Explore the material =>
- a) In the text on fabricated fusible links, what wire gauge was spliced in to protect the 22AWG wires?
- b) List every load at the front of the car that the fusible links text says will be tapped into.
- c) Copy out the fusible links text from "The general rule" to "link ever melts.".

Passage provided =>
+---+
Fabricated Fusible Links

For the dash buttons and indicators, I’m tapping off the power wires on the load cells and running some 22AWG wire  back to the dash. The power wires on the load cells are all 14AWG though and will use various size fuses (many of which will be too large to protect a 22AWG wire). I need to provide protection for these small wire in case they short to ground. Without separate protection for these wires, they could get hot enough to burn before blowing the fuse in the power cell. I could of course use a bunch of inline fuses, but a more reliable and compact way is to use fusible links. A fusible link is nothing more than a short section of smaller wire that will melt before the larger wire can get hot. Like a fuse, this section of smaller wire needs to be enclosed to prevent the melting wire from catching something nearby on fire.

The general rule is to use a section of wire 4 wire gauges smaller than the wire you want to protect. Since I’m using all 22AWG wires from the load cells to the dash, I spliced in a short section of 26AWG wire.

I slipped a section of silicone impregnated fiberglass sleeve over the 26AWG wire. This won’t burn and will contain the heat if the fusible link ever melts.

To keep everything together and limit flexing of the 26AWG wire, I slipped a section of heat shrink over the whole thing.

I fabricated six of these for the loads at the front of the car that I will tap into: headlights (low and high beams), parking lights, turn signals (left and right), and fan.
+---+
Provided material =>
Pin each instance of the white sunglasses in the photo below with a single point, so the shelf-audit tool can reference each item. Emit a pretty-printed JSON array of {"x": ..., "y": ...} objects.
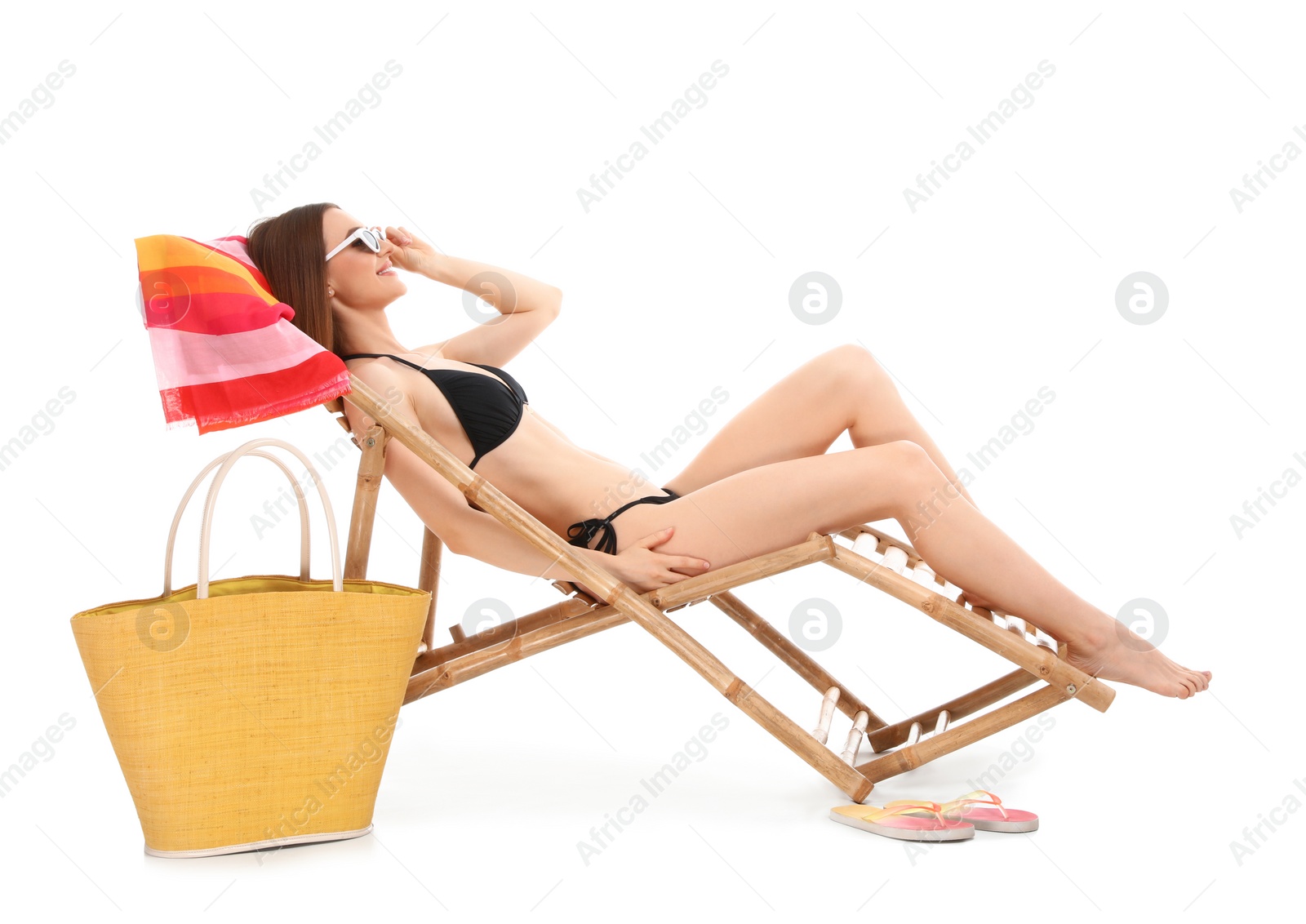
+---+
Answers below =>
- a) 26AWG

- b) Headlights (low and high beams), parking lights, turn signals (left and right), and fan.

- c)
The general rule is to use a section of wire 4 wire gauges smaller than the wire you want to protect. Since I’m using all 22AWG wires from the load cells to the dash, I spliced in a short section of 26AWG wire.

I slipped a section of silicone impregnated fiberglass sleeve over the 26AWG wire. This won’t burn and will contain the heat if the fusible link ever melts.